On May 16, the nation will wait with bated breath for a resolute verdict in anointing the new leader who will lead the country out of the morass. Industrial production is at an abysmal low, GDP is struggling to regain lost ground, tax collections have dropped, non-performing assets have mounted, except for pharmaceuticals, textiles and IT, all industries are reporting sub-par results; all signs indicate that business is at a standstill.
We have wasted some serious good governance time before the UPA government finally woke up and pushed forth the Project Monitoring Group into action. According to recent statements by the Finance Minister, issues have been resolved in 108 of the 169 projects considered by the Cabinet Committee on Investments (CCI) and fresh loans to the extent of Rs 102,292 crore have been released to project promoters. The total cost of these 169 projects is Rs 837,632 crore and the loan sanctioned by banks to them is Rs 292,658 crore.
However, two years of blocked decisions on infrastructure development have piled up issues of protest. While the courts waded through the debates of development vs environment and social impact to arrive at their decisions, economic activity was brought to a grinding halt. Creating economic momentum requires huge coordination and effort by several factors. The RBI, rightly or wrongly, targeted inflation at the cost of growth and even now is cautiously examining its ability to lower rates. Such situations require leadership, which has been sadly lacking. Leaders understand administration and do not let it cripple growth, but utilise it to check vagrant growth. Our economic problems have been caused by lack of assertive leadership - and, going by the accounts of books released by ex-PMO officials, lack of leadership.

**Entries shown**

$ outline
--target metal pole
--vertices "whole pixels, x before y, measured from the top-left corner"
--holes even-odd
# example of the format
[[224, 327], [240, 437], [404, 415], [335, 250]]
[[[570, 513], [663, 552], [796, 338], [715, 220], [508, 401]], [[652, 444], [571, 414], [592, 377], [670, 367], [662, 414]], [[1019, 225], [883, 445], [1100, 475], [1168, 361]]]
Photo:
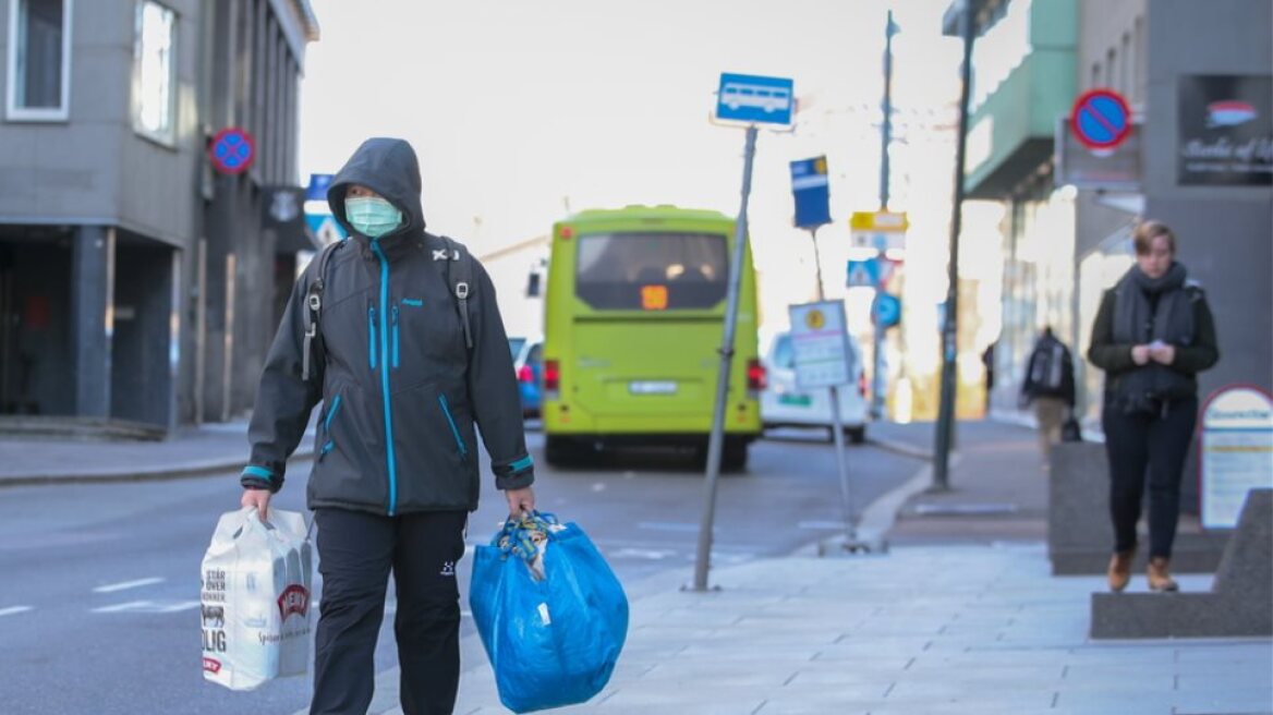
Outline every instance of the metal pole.
[[[813, 261], [817, 263], [817, 300], [822, 302], [826, 300], [826, 294], [822, 291], [822, 261], [817, 252], [817, 228], [811, 229], [808, 235], [813, 239]], [[853, 518], [849, 464], [848, 459], [844, 458], [844, 419], [840, 416], [840, 389], [834, 384], [829, 389], [831, 391], [831, 440], [835, 441], [835, 469], [840, 476], [840, 503], [844, 505], [844, 547], [857, 551], [859, 548], [858, 528], [857, 520]]]
[[[889, 210], [889, 182], [890, 159], [889, 145], [892, 144], [892, 36], [896, 25], [892, 24], [892, 10], [889, 10], [889, 19], [883, 28], [883, 122], [880, 125], [880, 210]], [[883, 252], [876, 253], [876, 261], [883, 260]], [[876, 303], [883, 286], [876, 281]], [[889, 328], [880, 324], [873, 331], [873, 364], [871, 370], [871, 417], [878, 420], [883, 417], [883, 397], [886, 380], [883, 374], [883, 336]]]
[[946, 319], [942, 324], [942, 394], [937, 415], [937, 444], [933, 459], [934, 490], [950, 489], [950, 450], [955, 430], [955, 338], [959, 333], [959, 234], [964, 223], [964, 162], [967, 137], [967, 95], [973, 81], [973, 3], [964, 1], [960, 18], [964, 36], [964, 66], [960, 69], [962, 87], [959, 97], [959, 136], [955, 141], [955, 206], [951, 216], [948, 286], [946, 288]]
[[729, 365], [733, 361], [733, 333], [738, 327], [738, 293], [742, 282], [742, 254], [747, 249], [747, 198], [751, 196], [751, 164], [756, 155], [756, 127], [747, 127], [742, 153], [742, 205], [733, 226], [733, 254], [729, 257], [729, 293], [726, 299], [724, 336], [721, 340], [721, 370], [717, 374], [715, 413], [712, 416], [712, 438], [708, 440], [707, 487], [703, 497], [703, 522], [699, 524], [699, 551], [694, 560], [694, 590], [708, 590], [708, 567], [712, 560], [712, 528], [715, 518], [715, 486], [721, 478], [721, 450], [724, 445], [724, 412], [729, 393]]

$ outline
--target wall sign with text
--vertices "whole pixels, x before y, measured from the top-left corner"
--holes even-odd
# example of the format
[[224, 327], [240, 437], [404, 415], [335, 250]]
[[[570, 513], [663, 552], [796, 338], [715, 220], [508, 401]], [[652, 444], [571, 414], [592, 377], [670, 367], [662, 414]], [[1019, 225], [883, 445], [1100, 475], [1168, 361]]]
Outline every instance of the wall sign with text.
[[1180, 184], [1273, 184], [1273, 75], [1181, 76], [1179, 102]]

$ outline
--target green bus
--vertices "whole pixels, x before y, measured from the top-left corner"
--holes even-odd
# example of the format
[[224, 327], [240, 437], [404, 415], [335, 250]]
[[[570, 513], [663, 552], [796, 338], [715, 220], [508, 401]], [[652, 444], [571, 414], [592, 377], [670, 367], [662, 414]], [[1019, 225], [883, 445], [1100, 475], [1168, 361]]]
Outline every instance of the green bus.
[[[628, 206], [552, 226], [544, 319], [545, 458], [605, 445], [687, 445], [707, 455], [735, 220]], [[742, 260], [722, 468], [746, 467], [761, 431], [756, 275]]]

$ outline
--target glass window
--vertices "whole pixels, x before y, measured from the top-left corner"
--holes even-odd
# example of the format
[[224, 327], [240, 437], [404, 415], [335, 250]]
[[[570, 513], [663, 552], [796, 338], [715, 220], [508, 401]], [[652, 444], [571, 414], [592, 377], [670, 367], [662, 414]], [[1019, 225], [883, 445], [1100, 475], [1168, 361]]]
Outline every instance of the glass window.
[[778, 336], [774, 344], [774, 368], [796, 369], [796, 350], [792, 347], [792, 337], [788, 333]]
[[513, 354], [513, 361], [522, 354], [522, 347], [526, 346], [524, 337], [510, 337], [508, 338], [508, 351]]
[[173, 139], [173, 51], [177, 17], [153, 0], [137, 5], [134, 48], [134, 126], [153, 139]]
[[9, 8], [9, 118], [65, 120], [71, 0], [13, 0]]
[[607, 310], [712, 308], [728, 272], [723, 234], [592, 234], [579, 237], [575, 294]]

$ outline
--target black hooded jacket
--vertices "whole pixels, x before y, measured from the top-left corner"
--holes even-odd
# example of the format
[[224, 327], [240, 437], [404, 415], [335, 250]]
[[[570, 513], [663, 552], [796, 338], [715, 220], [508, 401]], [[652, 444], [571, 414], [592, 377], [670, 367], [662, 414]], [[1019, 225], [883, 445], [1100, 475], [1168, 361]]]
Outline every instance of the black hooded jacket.
[[[402, 211], [378, 239], [345, 218], [345, 192], [362, 184]], [[474, 510], [480, 427], [498, 489], [535, 481], [512, 355], [490, 277], [475, 258], [466, 346], [452, 295], [448, 252], [424, 232], [420, 168], [402, 140], [370, 139], [336, 174], [327, 201], [350, 238], [326, 267], [322, 359], [302, 379], [307, 291], [320, 261], [297, 281], [261, 374], [241, 481], [278, 491], [321, 399], [309, 476], [311, 509], [376, 514]]]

**Tasks and exercises**
1. According to the passage on the economic slowdown, in how many of the 169 projects considered by the Cabinet Committee on Investments have issues been resolved?
2. Write a continuation of the passage on the economic slowdown, starting after its last sentence.
The data can be left aside.

**Set of answers**
1. 108 of the 169 projects.

2.
The agenda for the new government will require a review of administrative hurdles. For instance, despite the Supreme Court order lifting the 19-month ban on mining in Goa, the state is still seeking the withdrawal by the Ministry of Environment of its draft notifications on the Western Ghats, which are likely to impact mining in the long run. Mining generates revenue of Rs 1,200 crore per year in Goa and, directly and indirectly, employs over 1 lakh people associated with mining and export of iron ore. Many such issues are holding up economic growth. Besides, over Rs 25,000 crore is stuck in arbitration with NHAI and other infrastructure government agencies. This needs to be resolved to rekindle interest in the roads sector. NHAI is reportedly planning to award about 2,000 km through cash contracts, or EPC mode, and is ready with 3,000 km to be bid via the public-private partnership (PPP) mode. Further, request for qualification, which has been kept in abeyance for the Chennai, Kolkata, Lucknow, Guwahati, Jaipur and Ahmedabad airports, will need to be executed as interested bidders are keenly awaiting the same. Railways can be a great economic accelerator provided the finances are well managed. Freight corridor projects need to be expedited as they have already secured funding but there is delay at the execution end. The land acquisition law needs to be examined for efficacy to implement large infrastructure projects. In its current form, it seems to be a great deterrent. The rollout of GST needs to be planned and a target date has to be set and adhered to. The manufacturing sector needs a fillip; this would be the fastest way of creating jobs. Indeed, the list of things that need fixing seems to get longer and longer.
The new government will inevitably need to fix the administrative lacunae to set the stage for the implementation of India's Twelfth Five-Year Plan. My vote is for a leader with a grand vision and who is also strong on execution. Our Cover Story takes up the issue of how the industry needs to nurture our human capital, which is being neglected and ill-treated. With so much at stake in our quest to build smart cities and smart infrastructure, we need to address the training of our manpower so productivity can be maximised. Instead of wasting money on schemes like MNREGA, the government needs to build a pool of labourers with identity cards so they can be deployed for infrastructure projects that mostly emanate from government contracts. It is time.